START Data rows

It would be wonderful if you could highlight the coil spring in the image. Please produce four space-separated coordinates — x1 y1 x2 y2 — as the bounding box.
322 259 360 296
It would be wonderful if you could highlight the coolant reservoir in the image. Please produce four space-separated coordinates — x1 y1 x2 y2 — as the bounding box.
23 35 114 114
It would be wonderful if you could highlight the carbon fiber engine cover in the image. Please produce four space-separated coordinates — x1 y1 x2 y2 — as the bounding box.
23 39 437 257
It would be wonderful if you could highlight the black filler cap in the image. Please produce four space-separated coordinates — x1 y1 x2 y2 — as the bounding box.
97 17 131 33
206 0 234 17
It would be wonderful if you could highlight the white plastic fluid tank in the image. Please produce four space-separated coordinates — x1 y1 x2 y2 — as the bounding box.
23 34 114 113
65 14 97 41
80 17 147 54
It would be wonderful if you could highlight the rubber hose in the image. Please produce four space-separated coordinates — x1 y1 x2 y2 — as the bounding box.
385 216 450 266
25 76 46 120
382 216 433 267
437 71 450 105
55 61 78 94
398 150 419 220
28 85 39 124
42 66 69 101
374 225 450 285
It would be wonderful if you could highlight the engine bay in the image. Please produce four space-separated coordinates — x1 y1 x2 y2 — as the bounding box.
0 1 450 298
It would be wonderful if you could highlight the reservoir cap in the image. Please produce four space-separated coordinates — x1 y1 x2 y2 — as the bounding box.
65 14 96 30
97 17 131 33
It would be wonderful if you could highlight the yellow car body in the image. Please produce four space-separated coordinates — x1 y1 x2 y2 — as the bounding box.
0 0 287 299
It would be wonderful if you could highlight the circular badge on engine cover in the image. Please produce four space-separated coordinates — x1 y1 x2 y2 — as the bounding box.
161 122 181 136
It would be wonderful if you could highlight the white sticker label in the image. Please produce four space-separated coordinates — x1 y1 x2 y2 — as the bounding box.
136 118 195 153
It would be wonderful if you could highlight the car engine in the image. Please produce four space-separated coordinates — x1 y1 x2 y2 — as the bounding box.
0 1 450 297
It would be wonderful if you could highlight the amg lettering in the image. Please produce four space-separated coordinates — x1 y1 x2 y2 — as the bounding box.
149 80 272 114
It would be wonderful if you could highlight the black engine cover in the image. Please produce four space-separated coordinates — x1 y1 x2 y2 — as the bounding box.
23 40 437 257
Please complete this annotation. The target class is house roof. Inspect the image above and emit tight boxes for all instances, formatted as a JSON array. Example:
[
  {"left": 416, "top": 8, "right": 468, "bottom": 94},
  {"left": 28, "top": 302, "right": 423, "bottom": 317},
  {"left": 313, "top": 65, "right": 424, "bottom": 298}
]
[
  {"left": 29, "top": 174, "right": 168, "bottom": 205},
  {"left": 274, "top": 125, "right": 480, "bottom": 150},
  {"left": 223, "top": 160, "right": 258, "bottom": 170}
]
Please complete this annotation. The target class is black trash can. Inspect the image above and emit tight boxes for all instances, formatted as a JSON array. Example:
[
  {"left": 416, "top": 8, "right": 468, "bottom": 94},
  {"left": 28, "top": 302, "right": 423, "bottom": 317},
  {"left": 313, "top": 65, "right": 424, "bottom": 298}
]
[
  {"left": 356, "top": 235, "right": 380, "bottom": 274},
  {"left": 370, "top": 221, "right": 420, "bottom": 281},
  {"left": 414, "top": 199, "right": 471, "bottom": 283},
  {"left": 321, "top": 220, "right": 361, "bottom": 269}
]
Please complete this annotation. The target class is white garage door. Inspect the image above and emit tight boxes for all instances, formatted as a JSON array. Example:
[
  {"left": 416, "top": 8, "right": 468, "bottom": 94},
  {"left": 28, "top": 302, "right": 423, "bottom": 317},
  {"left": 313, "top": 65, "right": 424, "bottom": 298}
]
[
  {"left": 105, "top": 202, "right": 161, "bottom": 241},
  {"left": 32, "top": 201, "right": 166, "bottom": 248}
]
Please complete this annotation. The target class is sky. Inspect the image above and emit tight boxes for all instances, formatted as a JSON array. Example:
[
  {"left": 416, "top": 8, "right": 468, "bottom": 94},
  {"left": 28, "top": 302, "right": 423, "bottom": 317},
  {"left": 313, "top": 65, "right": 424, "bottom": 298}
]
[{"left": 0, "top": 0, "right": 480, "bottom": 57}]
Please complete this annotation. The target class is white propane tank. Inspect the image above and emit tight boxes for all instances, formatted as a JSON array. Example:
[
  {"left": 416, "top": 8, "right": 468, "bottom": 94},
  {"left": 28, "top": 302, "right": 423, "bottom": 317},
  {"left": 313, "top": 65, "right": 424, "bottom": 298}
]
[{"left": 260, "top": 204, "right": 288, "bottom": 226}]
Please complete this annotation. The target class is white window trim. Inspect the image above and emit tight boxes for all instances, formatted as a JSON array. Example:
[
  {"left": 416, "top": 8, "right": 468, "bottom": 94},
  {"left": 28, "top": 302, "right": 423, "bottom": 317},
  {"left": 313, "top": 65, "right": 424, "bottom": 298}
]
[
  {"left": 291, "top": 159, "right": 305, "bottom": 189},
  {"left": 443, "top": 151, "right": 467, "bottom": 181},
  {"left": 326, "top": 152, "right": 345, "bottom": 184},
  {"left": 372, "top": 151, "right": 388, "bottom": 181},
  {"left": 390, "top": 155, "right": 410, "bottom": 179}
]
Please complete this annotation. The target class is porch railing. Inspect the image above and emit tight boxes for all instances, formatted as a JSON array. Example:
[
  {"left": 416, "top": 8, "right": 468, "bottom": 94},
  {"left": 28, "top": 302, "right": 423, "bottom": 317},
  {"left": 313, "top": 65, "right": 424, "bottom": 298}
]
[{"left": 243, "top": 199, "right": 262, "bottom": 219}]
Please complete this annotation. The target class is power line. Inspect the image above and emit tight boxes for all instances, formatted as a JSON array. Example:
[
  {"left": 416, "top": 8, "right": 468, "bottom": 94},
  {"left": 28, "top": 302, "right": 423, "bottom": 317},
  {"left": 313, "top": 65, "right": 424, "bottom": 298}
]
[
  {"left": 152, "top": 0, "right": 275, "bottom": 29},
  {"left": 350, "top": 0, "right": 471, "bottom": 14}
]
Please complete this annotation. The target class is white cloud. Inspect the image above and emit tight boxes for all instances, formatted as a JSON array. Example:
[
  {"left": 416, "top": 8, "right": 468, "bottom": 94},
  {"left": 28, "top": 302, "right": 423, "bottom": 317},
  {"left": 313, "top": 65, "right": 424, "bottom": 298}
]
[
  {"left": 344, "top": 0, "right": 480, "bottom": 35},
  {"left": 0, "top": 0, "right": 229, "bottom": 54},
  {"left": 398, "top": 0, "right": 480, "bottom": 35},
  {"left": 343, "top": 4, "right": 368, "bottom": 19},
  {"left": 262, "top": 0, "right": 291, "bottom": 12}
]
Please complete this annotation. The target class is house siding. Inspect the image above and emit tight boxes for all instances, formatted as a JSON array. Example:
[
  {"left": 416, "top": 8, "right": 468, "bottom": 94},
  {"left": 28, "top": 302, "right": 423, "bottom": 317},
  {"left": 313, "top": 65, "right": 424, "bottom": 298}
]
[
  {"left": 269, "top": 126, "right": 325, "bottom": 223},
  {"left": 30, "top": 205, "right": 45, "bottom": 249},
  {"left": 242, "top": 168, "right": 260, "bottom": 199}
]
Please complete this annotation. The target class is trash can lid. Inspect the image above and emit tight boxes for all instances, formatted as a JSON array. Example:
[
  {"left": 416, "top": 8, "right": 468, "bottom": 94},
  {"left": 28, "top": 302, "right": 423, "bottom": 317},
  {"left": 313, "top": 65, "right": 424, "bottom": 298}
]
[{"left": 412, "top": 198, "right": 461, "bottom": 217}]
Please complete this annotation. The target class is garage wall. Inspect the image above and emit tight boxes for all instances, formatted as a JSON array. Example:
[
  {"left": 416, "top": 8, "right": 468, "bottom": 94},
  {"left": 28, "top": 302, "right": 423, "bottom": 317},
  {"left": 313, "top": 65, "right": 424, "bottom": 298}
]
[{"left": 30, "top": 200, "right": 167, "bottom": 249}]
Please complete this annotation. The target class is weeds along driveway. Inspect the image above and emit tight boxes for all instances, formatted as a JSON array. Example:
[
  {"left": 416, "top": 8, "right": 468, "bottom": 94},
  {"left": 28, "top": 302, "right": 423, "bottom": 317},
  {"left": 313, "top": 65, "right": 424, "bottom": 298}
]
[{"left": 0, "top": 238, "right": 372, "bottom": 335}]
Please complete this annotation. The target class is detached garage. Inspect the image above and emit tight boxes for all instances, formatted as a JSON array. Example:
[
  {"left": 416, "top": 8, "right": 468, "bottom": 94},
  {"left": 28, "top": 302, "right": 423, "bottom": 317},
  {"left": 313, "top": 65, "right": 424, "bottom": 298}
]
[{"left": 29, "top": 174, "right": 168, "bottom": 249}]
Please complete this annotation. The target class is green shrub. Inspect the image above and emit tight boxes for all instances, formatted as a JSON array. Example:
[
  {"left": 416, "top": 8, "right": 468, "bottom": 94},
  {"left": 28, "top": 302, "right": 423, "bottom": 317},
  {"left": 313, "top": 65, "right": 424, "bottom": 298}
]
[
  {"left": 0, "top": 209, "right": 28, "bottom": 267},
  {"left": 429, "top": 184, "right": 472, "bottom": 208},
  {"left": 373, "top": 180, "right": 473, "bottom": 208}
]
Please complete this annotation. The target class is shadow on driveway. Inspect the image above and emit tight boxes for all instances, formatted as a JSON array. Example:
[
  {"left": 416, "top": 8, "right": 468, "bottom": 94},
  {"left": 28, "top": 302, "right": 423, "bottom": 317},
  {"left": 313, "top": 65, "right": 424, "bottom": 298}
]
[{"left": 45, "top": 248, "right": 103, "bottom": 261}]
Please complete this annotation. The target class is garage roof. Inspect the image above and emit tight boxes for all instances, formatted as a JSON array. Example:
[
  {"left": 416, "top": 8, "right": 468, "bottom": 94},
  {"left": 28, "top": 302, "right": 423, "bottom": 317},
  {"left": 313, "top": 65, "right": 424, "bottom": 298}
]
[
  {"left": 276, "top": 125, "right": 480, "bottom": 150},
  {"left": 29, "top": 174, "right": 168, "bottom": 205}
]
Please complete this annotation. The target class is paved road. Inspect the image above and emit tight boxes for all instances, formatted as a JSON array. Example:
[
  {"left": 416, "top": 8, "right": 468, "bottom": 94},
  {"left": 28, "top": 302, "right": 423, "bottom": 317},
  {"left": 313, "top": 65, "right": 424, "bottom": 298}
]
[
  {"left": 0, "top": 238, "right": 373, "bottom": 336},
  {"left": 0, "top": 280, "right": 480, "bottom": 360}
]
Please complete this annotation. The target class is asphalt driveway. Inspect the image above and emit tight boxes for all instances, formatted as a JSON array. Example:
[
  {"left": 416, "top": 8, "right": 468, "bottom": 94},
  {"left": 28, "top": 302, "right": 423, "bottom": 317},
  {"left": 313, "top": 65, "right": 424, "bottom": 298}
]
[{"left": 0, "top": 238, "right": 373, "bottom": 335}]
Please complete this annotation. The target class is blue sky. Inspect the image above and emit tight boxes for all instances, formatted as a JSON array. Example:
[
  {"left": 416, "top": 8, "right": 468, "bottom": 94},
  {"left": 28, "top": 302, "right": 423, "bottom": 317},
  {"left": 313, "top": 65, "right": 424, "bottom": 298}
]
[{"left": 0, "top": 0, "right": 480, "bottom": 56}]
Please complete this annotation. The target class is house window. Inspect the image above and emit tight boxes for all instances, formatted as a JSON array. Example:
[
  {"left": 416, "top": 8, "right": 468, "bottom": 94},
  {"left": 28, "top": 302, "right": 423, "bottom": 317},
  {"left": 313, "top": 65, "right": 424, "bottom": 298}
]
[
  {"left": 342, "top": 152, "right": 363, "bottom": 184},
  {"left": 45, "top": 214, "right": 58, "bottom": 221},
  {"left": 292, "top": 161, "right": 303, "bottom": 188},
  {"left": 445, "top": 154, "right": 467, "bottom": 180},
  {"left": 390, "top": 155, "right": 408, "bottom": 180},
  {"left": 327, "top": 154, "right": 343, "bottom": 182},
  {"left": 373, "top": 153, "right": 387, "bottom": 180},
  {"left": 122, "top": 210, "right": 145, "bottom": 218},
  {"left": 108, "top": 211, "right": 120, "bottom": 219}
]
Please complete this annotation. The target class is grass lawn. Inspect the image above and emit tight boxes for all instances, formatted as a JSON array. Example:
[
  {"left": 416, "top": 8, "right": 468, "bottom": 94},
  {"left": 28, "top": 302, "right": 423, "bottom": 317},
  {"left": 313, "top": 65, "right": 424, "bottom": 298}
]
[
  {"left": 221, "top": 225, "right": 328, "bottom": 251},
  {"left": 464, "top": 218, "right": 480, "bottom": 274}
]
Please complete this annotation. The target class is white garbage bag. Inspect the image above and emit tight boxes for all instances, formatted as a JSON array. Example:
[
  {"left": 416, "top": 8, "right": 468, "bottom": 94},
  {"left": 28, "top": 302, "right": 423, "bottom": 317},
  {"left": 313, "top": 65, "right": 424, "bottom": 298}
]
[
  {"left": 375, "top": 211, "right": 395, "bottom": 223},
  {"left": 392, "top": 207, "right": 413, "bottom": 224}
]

END Data rows

> _Problem details_: Show every line of the records above that contains the word "trash", copying each one unchanged.

> _Exercise answer_:
Please complete this annotation. The target class is black trash can. Inspect the image above and emit tight boxes for all instances, formatted as a JSON array. Example:
Please complete this annotation. The target class is trash can lid. Inspect the image above and emit tight boxes for all instances, formatted as a JSON array. Example:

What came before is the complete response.